* **Requirements**
Repeat each line exactly, leaving nothing out.

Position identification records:
·····

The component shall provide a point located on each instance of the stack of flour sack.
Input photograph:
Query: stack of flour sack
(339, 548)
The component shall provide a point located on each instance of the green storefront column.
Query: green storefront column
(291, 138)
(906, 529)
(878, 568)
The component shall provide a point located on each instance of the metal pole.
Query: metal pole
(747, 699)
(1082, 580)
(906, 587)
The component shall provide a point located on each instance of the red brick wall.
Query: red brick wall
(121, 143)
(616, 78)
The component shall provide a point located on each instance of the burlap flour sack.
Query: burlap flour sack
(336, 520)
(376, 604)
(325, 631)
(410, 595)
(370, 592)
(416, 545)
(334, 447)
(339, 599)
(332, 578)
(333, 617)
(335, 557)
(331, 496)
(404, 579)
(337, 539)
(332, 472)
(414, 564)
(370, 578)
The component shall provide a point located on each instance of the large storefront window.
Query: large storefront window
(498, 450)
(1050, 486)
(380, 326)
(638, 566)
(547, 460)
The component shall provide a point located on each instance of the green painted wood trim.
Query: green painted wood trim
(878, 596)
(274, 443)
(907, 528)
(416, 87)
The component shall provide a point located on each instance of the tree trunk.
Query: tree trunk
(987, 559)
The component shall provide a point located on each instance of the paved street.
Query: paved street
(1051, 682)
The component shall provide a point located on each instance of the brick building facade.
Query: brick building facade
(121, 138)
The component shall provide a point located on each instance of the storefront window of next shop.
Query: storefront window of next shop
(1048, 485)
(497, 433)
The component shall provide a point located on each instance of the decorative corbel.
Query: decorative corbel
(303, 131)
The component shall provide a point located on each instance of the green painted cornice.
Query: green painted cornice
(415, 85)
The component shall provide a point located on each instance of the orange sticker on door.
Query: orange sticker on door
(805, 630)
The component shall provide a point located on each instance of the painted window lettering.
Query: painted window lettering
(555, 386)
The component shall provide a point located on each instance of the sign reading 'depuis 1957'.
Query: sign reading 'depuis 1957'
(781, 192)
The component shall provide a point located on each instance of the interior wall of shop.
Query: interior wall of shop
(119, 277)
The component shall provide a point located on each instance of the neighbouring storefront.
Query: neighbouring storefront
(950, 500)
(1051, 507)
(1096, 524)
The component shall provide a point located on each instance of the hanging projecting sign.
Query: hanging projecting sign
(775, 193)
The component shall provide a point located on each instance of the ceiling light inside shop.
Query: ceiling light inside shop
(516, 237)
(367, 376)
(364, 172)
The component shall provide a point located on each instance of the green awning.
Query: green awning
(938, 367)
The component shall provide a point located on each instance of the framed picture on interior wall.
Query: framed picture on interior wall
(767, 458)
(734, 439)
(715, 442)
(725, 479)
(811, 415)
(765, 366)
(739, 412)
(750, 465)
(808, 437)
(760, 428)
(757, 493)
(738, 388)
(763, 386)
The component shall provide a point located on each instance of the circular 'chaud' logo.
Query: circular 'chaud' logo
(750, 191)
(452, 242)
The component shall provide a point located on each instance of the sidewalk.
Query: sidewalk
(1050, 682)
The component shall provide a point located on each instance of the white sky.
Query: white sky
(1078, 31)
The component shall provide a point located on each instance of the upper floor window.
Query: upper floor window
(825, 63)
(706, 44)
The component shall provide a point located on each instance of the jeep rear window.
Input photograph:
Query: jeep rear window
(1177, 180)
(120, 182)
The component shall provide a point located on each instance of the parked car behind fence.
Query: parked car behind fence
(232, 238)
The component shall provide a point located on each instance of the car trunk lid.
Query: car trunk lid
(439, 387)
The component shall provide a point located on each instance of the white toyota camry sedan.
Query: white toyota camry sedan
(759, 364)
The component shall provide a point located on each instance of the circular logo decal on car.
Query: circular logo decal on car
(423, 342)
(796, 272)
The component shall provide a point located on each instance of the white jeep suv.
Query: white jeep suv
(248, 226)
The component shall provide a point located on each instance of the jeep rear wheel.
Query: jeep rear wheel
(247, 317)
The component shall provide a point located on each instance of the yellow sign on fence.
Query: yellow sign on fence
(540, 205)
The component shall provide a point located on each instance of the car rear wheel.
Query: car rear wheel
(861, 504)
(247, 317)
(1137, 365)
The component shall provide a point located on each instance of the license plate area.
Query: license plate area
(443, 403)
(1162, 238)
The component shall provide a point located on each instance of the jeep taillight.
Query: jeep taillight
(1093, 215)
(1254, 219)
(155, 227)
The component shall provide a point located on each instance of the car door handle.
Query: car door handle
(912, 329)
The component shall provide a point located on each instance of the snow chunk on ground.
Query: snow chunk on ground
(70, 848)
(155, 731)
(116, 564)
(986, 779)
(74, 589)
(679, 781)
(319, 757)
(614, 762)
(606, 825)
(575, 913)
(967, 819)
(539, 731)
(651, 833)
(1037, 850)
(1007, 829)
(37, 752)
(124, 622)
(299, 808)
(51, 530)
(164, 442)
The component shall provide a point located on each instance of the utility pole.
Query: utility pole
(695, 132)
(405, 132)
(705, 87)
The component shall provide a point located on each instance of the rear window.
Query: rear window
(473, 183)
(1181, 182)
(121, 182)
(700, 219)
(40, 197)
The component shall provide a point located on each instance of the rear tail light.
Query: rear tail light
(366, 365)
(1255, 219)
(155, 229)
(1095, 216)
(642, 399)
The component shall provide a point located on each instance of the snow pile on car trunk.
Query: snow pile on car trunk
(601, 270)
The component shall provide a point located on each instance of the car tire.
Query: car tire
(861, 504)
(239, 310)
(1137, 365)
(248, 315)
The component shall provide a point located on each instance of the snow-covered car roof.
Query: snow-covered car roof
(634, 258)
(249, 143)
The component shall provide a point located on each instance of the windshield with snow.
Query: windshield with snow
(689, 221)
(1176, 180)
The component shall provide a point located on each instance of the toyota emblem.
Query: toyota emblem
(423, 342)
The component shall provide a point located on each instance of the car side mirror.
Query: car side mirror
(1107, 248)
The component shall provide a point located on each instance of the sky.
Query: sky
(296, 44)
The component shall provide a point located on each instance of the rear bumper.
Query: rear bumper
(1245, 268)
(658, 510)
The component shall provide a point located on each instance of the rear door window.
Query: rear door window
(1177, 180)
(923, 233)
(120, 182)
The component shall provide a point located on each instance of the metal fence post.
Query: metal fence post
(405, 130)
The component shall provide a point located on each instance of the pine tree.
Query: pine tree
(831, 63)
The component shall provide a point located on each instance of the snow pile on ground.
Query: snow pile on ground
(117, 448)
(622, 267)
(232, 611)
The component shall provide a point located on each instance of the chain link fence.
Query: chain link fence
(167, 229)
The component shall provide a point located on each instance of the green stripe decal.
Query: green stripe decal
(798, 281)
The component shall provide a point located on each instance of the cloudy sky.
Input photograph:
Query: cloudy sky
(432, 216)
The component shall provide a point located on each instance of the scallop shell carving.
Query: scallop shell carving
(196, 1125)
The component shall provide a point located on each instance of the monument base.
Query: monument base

·····

* **Response to the exercise**
The component shall provide a point located on each instance of the stack of flour sack.
Input photograph:
Query: stack of flour sack
(339, 548)
The component shall provide a point located on each instance of the green storefront column.
Query: green storefront column
(291, 138)
(906, 529)
(878, 568)
The component shall provide a point located on each instance of the metal pole.
Query: metal pole
(747, 699)
(1082, 580)
(906, 587)
The component shall provide a point located on each instance of the red brick wall.
Query: red brick wall
(121, 143)
(616, 78)
The component shall provide a point located on each instance of the burlap flour sack.
Query: burlap flour sack
(336, 520)
(376, 604)
(325, 631)
(410, 595)
(370, 592)
(416, 545)
(334, 447)
(339, 599)
(332, 578)
(333, 617)
(335, 557)
(331, 496)
(404, 579)
(337, 539)
(332, 472)
(414, 564)
(370, 578)
The component shall provide a point located on each instance of the large storefront window.
Query: large storefront window
(498, 450)
(1050, 486)
(380, 326)
(638, 566)
(547, 460)
The component shall provide a point located on each instance of the green painted wood trim.
Query: green painted wood trim
(878, 596)
(274, 443)
(907, 528)
(416, 87)
The component shall provide a point located on each instance of the tree trunk.
Query: tree trunk
(987, 559)
The component shall provide a point located on each instance of the paved street.
Query: paved street
(1051, 682)
The component shall provide a point located on each instance of the brick building facade.
Query: brick building facade
(121, 138)
The component shall provide a point located on each instance of the storefront window of next shop.
Query: storefront window of next shop
(1048, 485)
(497, 433)
The component shall provide a point located on each instance of the decorative corbel.
Query: decorative corbel
(303, 131)
The component shall provide a point located on each instance of the green painted cornice.
Query: green painted cornice
(415, 85)
The component shall provide a point located on each instance of the orange sticker on door.
Query: orange sticker on door
(805, 630)
The component shall provide a point located on each instance of the painted window lettering.
Query: painted window lettering
(555, 386)
The component shall provide a point located on each instance of the sign reading 'depuis 1957'.
Query: sign reading 'depuis 1957'
(781, 192)
The component shall provide a point located on each instance of the interior wall of shop.
Query: interior wall of shop
(119, 277)
The component shall provide a point located on each instance of the neighbouring storefront.
Query: neighbouring storefront
(950, 500)
(1051, 507)
(1096, 524)
The component shall provide a point located on each instance of the hanging projecting sign.
Query: hanging projecting sign
(775, 193)
The component shall provide a point located on each instance of the ceiling light inside shop.
Query: ceiling light inside shop
(516, 237)
(367, 376)
(364, 172)
The component shall provide a point located on each instance of the green awning.
Query: green awning
(938, 367)
The component shall provide a point located on each instance of the framed picture on interior wall.
Query: framed picture on interior wall
(767, 458)
(734, 439)
(715, 442)
(725, 479)
(811, 415)
(765, 366)
(739, 412)
(750, 465)
(808, 437)
(760, 428)
(757, 493)
(738, 388)
(763, 386)
The component shall provide a point located on each instance of the circular 'chaud' logo.
Query: circular 'chaud' logo
(750, 191)
(452, 242)
The component shall provide a point located on each instance of the sidewalk.
Query: sidewalk
(1050, 682)
The component shall provide a point located on each instance of the white sky.
Query: white sky
(1078, 31)
The component shall provide a point located on each instance of the upper floor window.
Query: upper floor window
(825, 63)
(706, 44)
The component shall provide a point located on each instance of the jeep rear window.
Input photograph:
Query: jeep rear window
(1177, 180)
(120, 182)
The component shall provide a point located on each instance of the parked car behind fence.
Query: parked car behind fence
(232, 238)
The component shall provide a point located on each instance of the car trunk lid.
Query: car trunk lid
(439, 387)
The component shall provide a point located on each instance of the white toyota camry sedan.
Query: white toyota camry sedan
(759, 364)
The component shall provide a point located on each instance of the circular logo decal on car.
Query: circular logo decal on car
(423, 342)
(796, 272)
The component shall provide a point located on each instance of the white jeep suv.
Query: white jeep suv
(248, 226)
The component shall provide a point located on each instance of the jeep rear wheel.
Query: jeep rear wheel
(247, 317)
The component shall provide a point located on each instance of the yellow sign on fence.
Query: yellow sign on fence
(540, 205)
The component shall provide a point located on each instance of the car rear wheel.
Query: car rear wheel
(861, 504)
(247, 317)
(1137, 365)
The component shall provide a point located on each instance of the license plate area.
Query: license plate area
(443, 403)
(1162, 238)
The component shall provide a point located on each instance of the jeep taillight.
Query: jeep taillight
(1093, 215)
(1254, 219)
(155, 227)
The component shall provide a point located on each instance of the car door handle.
Query: car door handle
(912, 329)
The component shall provide a point located on each instance of the snow chunk on ground.
Query: snow chunk on ground
(70, 848)
(155, 731)
(116, 564)
(986, 779)
(74, 589)
(679, 781)
(319, 757)
(614, 762)
(606, 825)
(575, 913)
(967, 819)
(539, 731)
(651, 833)
(1037, 850)
(1007, 829)
(37, 752)
(124, 622)
(299, 808)
(51, 530)
(164, 442)
The component shall provide a point located on each instance of the utility pole.
Query: utility pole
(695, 132)
(405, 132)
(705, 87)
The component shall provide a point located on each instance of the rear window.
Query: rear window
(473, 183)
(1181, 182)
(121, 182)
(700, 219)
(40, 197)
The component shall provide a point located on each instance of the rear tail light.
Query: rear tail light
(366, 365)
(1255, 219)
(155, 229)
(1095, 216)
(642, 399)
The component shall provide a point located on each instance of the snow pile on car trunk.
Query: snow pile on car trunk
(601, 270)
The component shall provide a point located on each instance of the car tire.
Query: car tire
(861, 504)
(239, 310)
(1137, 365)
(248, 315)
The component shall provide a point located on each instance of the snow-covered car roof.
Query: snow-covered car roof
(634, 258)
(249, 143)
The component shall provide a point located on each instance of the windshield with snow.
Query: windshield with snow
(689, 221)
(1176, 180)
The component shall provide a point located on each instance of the toyota emblem.
Query: toyota emblem
(423, 342)
The component shall provide a point located on each instance of the car side mirror.
Query: car side mirror
(1107, 248)
The component shall provide a point located on each instance of the sky.
Query: sky
(296, 44)
The component shall provide a point located on each instance of the rear bumper.
Query: rear bumper
(1245, 268)
(658, 510)
The component shall provide a point located on each instance of the rear door window.
Query: rear door window
(1177, 180)
(923, 233)
(120, 182)
The component shall provide a point located on each instance of the metal fence post.
Query: metal fence post
(405, 130)
The component shall provide a point located on each instance of the pine tree.
Query: pine tree
(831, 63)
The component shall provide a point located on each instance of the snow pile on ground.
Query: snow pile on ground
(117, 448)
(622, 267)
(232, 611)
The component shall provide a point located on each instance of the chain link fence.
Query: chain link fence
(167, 229)
The component shall provide a point located on each instance of the green stripe decal.
Query: green stripe decal
(798, 281)
The component shall provide a point located on each instance of the cloudy sky.
Input photograph:
Query: cloudy sky
(432, 216)
The component shall provide a point located on each instance of the scallop shell carving.
Query: scallop shell carving
(196, 1125)
The component shall provide a point located on each instance of the monument base.
Query: monument base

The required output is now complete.